What you return must match the records exactly.

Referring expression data
• • •

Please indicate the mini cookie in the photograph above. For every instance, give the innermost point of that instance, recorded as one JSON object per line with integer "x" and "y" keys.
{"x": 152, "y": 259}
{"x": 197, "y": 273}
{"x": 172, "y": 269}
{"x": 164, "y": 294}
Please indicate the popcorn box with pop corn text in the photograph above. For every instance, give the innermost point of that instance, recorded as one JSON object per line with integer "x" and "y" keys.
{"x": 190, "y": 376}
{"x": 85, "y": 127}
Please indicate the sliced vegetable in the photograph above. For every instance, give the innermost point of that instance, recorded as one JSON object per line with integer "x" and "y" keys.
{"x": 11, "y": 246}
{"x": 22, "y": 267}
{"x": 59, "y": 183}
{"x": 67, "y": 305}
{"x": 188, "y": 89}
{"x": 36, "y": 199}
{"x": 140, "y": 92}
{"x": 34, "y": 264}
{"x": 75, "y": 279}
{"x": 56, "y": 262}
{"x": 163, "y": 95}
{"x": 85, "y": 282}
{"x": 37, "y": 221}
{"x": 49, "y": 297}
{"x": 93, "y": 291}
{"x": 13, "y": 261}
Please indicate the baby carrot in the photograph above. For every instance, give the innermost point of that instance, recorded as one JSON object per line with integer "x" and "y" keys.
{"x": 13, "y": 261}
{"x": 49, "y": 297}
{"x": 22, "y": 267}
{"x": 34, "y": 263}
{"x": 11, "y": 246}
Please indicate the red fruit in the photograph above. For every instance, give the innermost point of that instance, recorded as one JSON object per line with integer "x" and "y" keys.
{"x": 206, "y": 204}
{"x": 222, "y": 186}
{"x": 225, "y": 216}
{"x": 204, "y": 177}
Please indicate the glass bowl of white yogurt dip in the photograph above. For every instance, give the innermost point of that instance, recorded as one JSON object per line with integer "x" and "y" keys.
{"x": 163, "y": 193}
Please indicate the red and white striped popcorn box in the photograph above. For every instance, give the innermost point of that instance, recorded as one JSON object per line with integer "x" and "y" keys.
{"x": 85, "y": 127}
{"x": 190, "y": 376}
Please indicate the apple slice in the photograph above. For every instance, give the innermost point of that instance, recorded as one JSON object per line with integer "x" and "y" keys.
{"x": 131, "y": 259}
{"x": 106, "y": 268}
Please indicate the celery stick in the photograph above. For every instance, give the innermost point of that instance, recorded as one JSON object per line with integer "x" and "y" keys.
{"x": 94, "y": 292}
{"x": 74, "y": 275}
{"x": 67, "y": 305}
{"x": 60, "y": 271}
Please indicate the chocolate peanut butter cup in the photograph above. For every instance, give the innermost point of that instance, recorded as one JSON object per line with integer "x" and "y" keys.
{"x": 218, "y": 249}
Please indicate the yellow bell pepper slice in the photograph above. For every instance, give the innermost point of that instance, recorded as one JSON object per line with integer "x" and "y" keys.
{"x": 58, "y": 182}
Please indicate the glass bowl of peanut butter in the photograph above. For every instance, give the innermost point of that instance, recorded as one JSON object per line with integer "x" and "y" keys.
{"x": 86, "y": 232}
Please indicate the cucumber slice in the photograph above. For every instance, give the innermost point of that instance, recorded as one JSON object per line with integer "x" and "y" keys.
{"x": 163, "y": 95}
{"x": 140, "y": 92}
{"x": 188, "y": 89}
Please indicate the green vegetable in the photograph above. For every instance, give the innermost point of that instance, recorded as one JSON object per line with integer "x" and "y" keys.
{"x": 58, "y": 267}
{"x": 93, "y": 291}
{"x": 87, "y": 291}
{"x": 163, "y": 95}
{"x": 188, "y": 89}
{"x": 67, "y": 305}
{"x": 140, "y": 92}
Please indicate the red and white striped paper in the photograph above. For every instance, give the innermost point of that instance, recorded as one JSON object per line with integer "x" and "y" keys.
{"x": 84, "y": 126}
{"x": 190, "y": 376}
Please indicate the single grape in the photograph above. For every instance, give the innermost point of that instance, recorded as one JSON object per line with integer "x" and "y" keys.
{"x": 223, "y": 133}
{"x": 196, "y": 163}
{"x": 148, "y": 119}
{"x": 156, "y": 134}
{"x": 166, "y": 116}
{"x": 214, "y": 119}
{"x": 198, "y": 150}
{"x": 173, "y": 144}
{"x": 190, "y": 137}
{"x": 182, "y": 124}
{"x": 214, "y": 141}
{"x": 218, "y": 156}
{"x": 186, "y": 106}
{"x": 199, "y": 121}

• • •

Reply to the task =
Please indicate the mini cookie in the photograph above. For every instance, give the innermost point of that instance, recorded as one JSON object per line with integer "x" and "y" keys.
{"x": 152, "y": 259}
{"x": 197, "y": 273}
{"x": 172, "y": 269}
{"x": 164, "y": 294}
Please indicate the popcorn box with pop corn text in the photograph above. For every instance, give the innermost point of that instance, recorded as one JSON object per line with integer "x" and "y" keys.
{"x": 190, "y": 376}
{"x": 85, "y": 127}
Please indicate the sliced vegetable in the photograph above. For every instance, give the innermost point of that instance, recorded as one JSON object per line with integer "x" and "y" keys.
{"x": 11, "y": 246}
{"x": 22, "y": 267}
{"x": 59, "y": 183}
{"x": 67, "y": 305}
{"x": 188, "y": 89}
{"x": 36, "y": 199}
{"x": 140, "y": 92}
{"x": 34, "y": 264}
{"x": 75, "y": 279}
{"x": 56, "y": 262}
{"x": 163, "y": 95}
{"x": 85, "y": 282}
{"x": 37, "y": 221}
{"x": 49, "y": 297}
{"x": 93, "y": 291}
{"x": 13, "y": 261}
Please indicate the baby carrot in the photograph above. For every instance, give the innermost point of that instance, recorded as one JSON object per line with integer "x" and "y" keys.
{"x": 13, "y": 261}
{"x": 49, "y": 297}
{"x": 22, "y": 267}
{"x": 34, "y": 263}
{"x": 11, "y": 246}
Please indicate the red fruit in the photograph above. For every instance, give the innermost point of that instance, recorded as one JSON object per line with integer "x" and "y" keys.
{"x": 206, "y": 204}
{"x": 222, "y": 186}
{"x": 225, "y": 216}
{"x": 204, "y": 177}
Please indicate the glass bowl of white yogurt dip in the photograph above. For every instance, give the innermost point of that instance, recorded as one JSON object per line with integer "x" and "y" keys.
{"x": 163, "y": 193}
Please indicate the red and white striped popcorn box in the photograph above. For every instance, give the innermost point of that instance, recorded as one JSON object per line with integer "x" and "y" keys.
{"x": 85, "y": 127}
{"x": 190, "y": 376}
Please indicate the apple slice in the photograph above. For every instance, give the innermost point of that instance, recorded as one JSON object per line with integer "x" and "y" keys.
{"x": 131, "y": 259}
{"x": 106, "y": 268}
Please indicate the celery stick in the photograph above. For every instance, give the innermost point of that instance, recorded as one JSON object per line with integer "x" and "y" keys.
{"x": 94, "y": 292}
{"x": 74, "y": 275}
{"x": 67, "y": 305}
{"x": 60, "y": 271}
Please indicate the chocolate peanut butter cup in the photograph above. For every instance, give the innermost point of that instance, recorded as one JSON object per line with integer "x" and "y" keys.
{"x": 218, "y": 249}
Please indicate the yellow bell pepper slice in the photograph above. For every instance, give the innermost point of that instance, recorded as one JSON object per line with integer "x" and "y" keys.
{"x": 58, "y": 182}
Please indicate the glass bowl of peanut butter in the photograph above. For every instance, give the innermost point of that instance, recorded as one JSON object per line with integer "x" and "y" keys.
{"x": 86, "y": 232}
Please indicate the cucumber slice in the photograph above. For every instance, give the innermost point of that instance, recorded as one JSON object per line with integer "x" and "y" keys.
{"x": 163, "y": 95}
{"x": 140, "y": 92}
{"x": 188, "y": 89}
Please indicate the green vegetable in the photograph above. For every instance, give the innermost point of that instance, recorded as one JSON object per line with integer "x" and "y" keys.
{"x": 58, "y": 267}
{"x": 93, "y": 291}
{"x": 87, "y": 291}
{"x": 163, "y": 95}
{"x": 188, "y": 89}
{"x": 67, "y": 305}
{"x": 140, "y": 92}
Please indicate the red and white striped paper in the photograph above. For every instance, give the innermost point of that instance, recorded as one JSON object per line with integer "x" and "y" keys.
{"x": 84, "y": 126}
{"x": 190, "y": 376}
Please indicate the single grape in the photograph above. For every instance, give the innermost point of that instance, recorded as one JSON object per line with integer "x" and "y" keys.
{"x": 223, "y": 133}
{"x": 196, "y": 163}
{"x": 148, "y": 119}
{"x": 156, "y": 134}
{"x": 166, "y": 116}
{"x": 214, "y": 119}
{"x": 198, "y": 150}
{"x": 173, "y": 144}
{"x": 190, "y": 137}
{"x": 182, "y": 124}
{"x": 214, "y": 141}
{"x": 218, "y": 156}
{"x": 186, "y": 106}
{"x": 199, "y": 121}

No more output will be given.